- _CONSIGNA ESCRITA 1_: Disponga como una lista JSON de cadenas, una por cada línea y sin las líneas en blanco, únicamente las líneas de las entradas que van desde el comienzo de estas hasta la línea que contiene "<point>343,368</point>", ambas incluidas.

- _FRAGMENTO DE PÁGINA_:
* * * * *
11

UNA COLADA VOLCÁNICA DE ERRORES

Los dos ejércitos, el de Taylor al norte y el de Scott al este, recibían continuamente refuerzos y armamento por tierra y por mar. Old Zack tragaba quina sabiendo que el rival Scott estaba avanzando sobre Ciudad de México mientras él conquistaba las ciudades de la zona septentrional, inmensa y predominantemente desértica. No teniendo que enfrentarse a un ejército, llevaba las de ganar frente a las guarniciones locales que, de todos modos, no se lo pusieron fácil. Sólo para ocupar Chihuahua tuvo que afrontar y derrotar a los mexicanos en dos batallas, Bracitos y Sacramento. Las unidades regulares eran exiguas, pero se les unían las milicias de civiles resueltas a defender el territorio sin rendirse. Una resistencia tan heroica como vana: el eco de aquellas empresas desesperadas llegaba a duras penas a los palacios de Ciudad de México, donde se preocupaban exclusivamente de cuánto avanzaban las tropas desembarcadas en Veracruz. Considerada la verdadera finalidad de la guerra —apoderarse de todos los estados que iban desde California hasta Texas—, el empeño de Scott resultaba inútil: se había formado un tercer ejército invasor. El del oeste, que ocupaba una tras otra las ciudades estratégicas de Nuevo México y de California, desde Santa Fe a Los Ángeles y San Diego. La conquista de California pareció una conquista fácil al principio, entre otras razones por la predisposición de los ricos terratenientes a acoger el «progreso civilizador» de los nuevos colonizadores. Pero muy pronto las poblaciones locales sufrirían tantos y tan graves abusos que se sublevaron contra unos y otros: las guerrillas que se formaban espontáneamente disparaban tanto a los dueños de las haciendas como a los militares estadounidenses. Se necesitarían varios años antes de «pacificar» los territorios conquistados, matando a los rebeldes y haciendo tierra quemada de los pueblos que les ofrecían apoyo y refugio.
* * * * *
- _ENTRADAS PROPORCIONADAS_:
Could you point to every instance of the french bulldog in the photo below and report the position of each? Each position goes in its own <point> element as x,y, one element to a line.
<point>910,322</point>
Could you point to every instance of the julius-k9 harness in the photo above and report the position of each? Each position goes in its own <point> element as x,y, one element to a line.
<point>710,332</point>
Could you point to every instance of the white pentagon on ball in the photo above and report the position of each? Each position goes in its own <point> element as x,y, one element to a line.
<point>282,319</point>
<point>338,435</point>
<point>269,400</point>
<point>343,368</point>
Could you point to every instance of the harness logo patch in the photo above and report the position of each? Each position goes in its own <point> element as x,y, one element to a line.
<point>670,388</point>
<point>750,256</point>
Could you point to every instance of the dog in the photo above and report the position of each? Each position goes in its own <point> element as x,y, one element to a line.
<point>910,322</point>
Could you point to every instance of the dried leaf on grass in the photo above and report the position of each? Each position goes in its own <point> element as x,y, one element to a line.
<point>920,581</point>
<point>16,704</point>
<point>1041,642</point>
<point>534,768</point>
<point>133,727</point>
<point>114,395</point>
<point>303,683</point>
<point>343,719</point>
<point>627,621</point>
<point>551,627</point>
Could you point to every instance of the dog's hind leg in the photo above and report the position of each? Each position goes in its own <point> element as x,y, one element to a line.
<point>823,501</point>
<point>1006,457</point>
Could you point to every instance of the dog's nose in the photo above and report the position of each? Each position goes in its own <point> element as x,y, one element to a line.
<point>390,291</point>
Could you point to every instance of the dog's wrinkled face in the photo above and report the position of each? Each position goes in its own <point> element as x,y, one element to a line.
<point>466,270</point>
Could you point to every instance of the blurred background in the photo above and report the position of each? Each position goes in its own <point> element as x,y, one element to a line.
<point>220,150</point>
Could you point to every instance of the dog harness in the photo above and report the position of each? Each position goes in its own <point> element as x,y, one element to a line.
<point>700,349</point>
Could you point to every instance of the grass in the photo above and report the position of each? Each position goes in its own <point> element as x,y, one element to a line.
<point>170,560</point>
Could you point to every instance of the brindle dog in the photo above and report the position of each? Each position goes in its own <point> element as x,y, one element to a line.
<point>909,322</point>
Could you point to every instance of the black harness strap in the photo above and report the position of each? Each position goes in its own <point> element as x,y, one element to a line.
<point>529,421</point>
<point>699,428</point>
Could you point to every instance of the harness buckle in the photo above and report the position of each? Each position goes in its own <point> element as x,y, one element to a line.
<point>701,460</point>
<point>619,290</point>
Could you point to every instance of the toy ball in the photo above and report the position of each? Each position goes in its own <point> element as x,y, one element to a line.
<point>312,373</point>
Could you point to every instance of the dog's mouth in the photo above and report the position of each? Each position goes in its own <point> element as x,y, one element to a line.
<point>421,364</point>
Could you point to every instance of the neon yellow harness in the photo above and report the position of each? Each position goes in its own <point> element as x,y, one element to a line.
* * * * *
- _CONSIGNA ESCRITA 2_: Traduzca al inglés la siguiente oración del fragmento de página: «Las unidades regulares eran exiguas, pero se les unían las milicias de civiles resueltas a defender el territorio sin rendirse.»

- _SOLUCIÓN DESARROLLADA 1_:
[
  "Could you point to every instance of the french bulldog in the photo below and report the position of each? Each position goes in its own <point> element as x,y, one element to a line.",
  "<point>910,322</point>",
  "Could you point to every instance of the julius-k9 harness in the photo above and report the position of each? Each position goes in its own <point> element as x,y, one element to a line.",
  "<point>710,332</point>",
  "Could you point to every instance of the white pentagon on ball in the photo above and report the position of each? Each position goes in its own <point> element as x,y, one element to a line.",
  "<point>282,319</point>",
  "<point>338,435</point>",
  "<point>269,400</point>",
  "<point>343,368</point>"
]

- _SOLUCIÓN DESARROLLADA 2_: The regular units were meager, but they were joined by civilian militias determined to defend the territory without surrendering.